## Problem description
Collect every line in the entries below that contains the word "drainage".

## Excerpted records
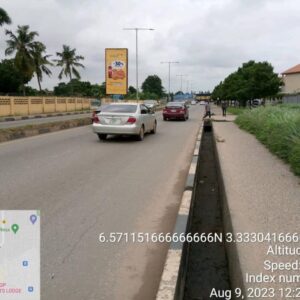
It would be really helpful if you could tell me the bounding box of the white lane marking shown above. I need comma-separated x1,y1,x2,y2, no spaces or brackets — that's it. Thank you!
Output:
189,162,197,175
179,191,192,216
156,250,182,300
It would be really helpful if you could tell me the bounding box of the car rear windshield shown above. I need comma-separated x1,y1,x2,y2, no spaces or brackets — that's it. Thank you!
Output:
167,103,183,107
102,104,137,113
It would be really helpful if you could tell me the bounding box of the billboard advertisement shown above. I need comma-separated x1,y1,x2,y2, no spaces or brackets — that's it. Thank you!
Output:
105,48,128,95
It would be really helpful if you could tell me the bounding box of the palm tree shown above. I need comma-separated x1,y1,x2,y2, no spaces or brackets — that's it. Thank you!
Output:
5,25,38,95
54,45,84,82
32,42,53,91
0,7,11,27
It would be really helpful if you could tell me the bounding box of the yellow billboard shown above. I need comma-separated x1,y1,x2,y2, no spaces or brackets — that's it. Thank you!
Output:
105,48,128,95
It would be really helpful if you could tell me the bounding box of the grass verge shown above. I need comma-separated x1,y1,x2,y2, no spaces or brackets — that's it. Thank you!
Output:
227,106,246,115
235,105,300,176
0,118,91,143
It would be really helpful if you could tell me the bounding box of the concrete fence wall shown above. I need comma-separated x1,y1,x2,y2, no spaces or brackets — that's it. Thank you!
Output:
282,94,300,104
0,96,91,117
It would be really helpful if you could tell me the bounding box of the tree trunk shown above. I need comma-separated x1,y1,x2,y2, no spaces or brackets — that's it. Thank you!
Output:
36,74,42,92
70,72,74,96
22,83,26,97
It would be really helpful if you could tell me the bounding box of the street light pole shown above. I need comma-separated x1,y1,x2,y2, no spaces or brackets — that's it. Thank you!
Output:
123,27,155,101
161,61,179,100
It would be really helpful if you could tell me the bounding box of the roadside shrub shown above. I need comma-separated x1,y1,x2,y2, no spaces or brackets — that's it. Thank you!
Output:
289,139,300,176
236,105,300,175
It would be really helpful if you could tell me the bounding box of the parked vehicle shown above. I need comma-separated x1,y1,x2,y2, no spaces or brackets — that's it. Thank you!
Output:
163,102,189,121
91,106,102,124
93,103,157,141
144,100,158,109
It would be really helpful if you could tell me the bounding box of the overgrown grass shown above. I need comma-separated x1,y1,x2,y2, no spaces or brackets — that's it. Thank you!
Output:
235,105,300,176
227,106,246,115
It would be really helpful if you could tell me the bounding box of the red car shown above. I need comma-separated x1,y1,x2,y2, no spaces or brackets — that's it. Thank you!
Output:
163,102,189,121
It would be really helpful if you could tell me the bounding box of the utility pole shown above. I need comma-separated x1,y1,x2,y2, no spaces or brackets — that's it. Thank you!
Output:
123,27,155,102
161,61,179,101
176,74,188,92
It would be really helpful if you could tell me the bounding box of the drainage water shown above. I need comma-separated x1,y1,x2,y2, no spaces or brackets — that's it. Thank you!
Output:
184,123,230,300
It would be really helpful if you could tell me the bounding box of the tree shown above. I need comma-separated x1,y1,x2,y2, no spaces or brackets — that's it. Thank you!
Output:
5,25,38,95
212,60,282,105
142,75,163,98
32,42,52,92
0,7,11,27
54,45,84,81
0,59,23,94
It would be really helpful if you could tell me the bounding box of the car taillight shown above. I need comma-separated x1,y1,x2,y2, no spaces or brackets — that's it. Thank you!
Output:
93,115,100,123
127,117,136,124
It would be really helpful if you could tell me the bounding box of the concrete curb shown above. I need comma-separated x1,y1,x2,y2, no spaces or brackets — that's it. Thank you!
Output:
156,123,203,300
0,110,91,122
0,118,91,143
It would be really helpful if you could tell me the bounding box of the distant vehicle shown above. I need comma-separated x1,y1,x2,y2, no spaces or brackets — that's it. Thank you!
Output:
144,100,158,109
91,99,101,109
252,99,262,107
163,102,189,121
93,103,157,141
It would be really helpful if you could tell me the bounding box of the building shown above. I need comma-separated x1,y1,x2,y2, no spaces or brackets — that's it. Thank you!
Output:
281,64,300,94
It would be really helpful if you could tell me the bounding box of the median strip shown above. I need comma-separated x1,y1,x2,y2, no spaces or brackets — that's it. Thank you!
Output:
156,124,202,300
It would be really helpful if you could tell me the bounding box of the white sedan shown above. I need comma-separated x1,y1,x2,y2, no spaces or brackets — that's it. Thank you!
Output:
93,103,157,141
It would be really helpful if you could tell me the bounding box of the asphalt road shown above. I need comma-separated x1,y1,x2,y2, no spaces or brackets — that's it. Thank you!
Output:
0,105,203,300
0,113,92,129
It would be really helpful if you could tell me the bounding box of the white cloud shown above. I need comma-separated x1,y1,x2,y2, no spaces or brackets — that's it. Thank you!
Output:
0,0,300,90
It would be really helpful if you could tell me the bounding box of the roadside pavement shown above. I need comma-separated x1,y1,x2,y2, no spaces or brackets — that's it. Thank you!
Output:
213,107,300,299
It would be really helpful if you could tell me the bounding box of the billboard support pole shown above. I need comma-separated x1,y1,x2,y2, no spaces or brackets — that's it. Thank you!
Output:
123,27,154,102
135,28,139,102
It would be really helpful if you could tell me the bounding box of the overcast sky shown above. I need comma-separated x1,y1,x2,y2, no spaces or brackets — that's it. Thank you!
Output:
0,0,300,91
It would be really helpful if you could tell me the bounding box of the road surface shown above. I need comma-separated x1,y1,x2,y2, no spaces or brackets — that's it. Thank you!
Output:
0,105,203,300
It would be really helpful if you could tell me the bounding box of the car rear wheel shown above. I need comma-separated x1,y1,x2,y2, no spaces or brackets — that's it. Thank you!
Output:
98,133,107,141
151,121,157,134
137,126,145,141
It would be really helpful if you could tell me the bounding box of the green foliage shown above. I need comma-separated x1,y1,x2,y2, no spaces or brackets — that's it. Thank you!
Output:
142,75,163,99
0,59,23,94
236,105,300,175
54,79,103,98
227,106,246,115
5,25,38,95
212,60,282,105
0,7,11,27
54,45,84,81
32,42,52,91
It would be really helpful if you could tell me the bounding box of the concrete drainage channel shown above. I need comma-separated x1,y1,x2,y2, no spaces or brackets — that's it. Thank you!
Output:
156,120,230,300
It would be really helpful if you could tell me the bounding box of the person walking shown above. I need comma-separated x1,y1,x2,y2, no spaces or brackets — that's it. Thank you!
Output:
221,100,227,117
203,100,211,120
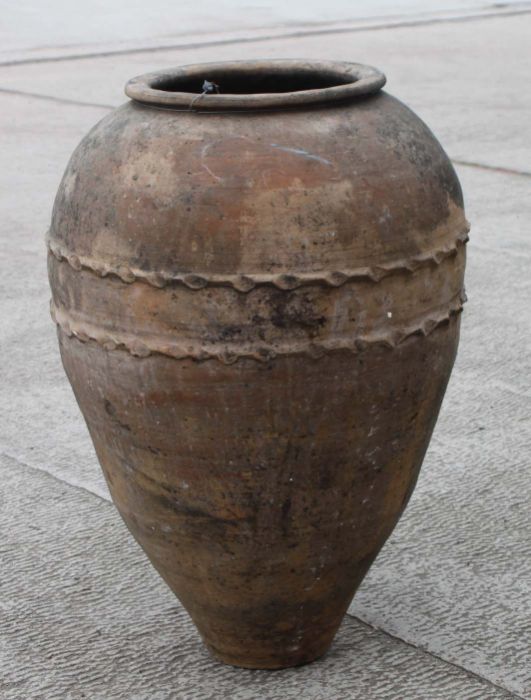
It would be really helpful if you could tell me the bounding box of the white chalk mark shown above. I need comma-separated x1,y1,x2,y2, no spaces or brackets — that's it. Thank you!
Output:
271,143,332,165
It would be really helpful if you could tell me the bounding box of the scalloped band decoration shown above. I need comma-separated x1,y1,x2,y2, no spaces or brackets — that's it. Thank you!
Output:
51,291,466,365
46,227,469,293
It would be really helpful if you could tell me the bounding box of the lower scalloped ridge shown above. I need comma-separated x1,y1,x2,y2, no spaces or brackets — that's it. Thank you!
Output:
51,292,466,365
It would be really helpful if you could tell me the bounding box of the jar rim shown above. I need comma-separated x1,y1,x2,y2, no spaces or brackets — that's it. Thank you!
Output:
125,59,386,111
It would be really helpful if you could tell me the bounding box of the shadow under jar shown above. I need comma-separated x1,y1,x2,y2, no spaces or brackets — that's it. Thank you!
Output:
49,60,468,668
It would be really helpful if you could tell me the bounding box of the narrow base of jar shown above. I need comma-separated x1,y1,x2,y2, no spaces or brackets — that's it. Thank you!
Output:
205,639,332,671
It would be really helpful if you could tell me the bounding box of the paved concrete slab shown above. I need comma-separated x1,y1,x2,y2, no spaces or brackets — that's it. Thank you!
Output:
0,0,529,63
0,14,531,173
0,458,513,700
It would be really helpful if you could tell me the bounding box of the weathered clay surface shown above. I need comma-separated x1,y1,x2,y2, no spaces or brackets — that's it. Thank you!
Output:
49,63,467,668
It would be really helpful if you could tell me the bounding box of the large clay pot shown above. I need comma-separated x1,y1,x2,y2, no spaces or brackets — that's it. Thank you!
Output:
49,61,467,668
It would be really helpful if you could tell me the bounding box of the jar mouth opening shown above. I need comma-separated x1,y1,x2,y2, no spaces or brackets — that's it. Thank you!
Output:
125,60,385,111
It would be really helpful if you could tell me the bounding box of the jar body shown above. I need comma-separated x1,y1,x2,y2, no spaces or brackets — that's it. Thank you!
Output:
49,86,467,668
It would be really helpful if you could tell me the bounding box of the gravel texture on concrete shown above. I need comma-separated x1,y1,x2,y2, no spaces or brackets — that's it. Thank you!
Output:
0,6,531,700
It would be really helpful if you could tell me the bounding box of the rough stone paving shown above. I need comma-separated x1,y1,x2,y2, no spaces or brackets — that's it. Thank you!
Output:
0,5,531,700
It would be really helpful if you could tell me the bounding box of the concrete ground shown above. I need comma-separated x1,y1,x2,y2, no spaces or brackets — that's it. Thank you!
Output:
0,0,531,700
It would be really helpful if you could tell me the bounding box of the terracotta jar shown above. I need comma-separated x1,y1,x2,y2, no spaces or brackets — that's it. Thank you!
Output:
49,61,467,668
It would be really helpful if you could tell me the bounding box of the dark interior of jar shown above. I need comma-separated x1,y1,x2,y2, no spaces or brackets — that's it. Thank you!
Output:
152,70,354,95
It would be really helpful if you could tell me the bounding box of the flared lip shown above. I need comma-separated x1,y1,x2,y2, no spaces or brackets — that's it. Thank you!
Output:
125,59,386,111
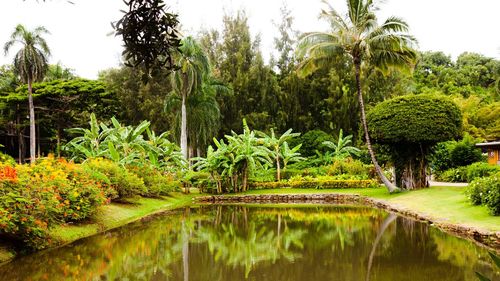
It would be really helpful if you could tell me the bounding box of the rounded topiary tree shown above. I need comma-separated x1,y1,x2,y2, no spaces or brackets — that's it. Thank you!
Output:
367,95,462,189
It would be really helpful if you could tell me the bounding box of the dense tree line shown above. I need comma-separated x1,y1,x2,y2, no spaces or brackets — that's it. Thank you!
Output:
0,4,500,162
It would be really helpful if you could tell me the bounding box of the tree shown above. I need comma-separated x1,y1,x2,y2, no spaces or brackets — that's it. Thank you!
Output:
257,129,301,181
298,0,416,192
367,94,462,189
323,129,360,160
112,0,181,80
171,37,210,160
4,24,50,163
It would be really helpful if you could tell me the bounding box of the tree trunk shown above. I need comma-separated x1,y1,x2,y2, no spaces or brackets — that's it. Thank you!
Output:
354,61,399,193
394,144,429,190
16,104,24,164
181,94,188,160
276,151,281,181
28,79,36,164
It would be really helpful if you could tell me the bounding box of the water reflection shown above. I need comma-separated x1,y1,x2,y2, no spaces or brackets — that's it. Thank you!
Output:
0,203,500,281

## Final result
It would be really helpful if you could tell me the bounding box of the drainage water shown above. I need comma-separated x1,y1,x2,y2, no spaces or brackets — that's it. Thank you!
It would be really helpful if you could tell me the bounding box of the concrete drainage channel shown above. I need comma-separated x1,y1,x2,y2, no spaces or brackets — that's it. Thank you!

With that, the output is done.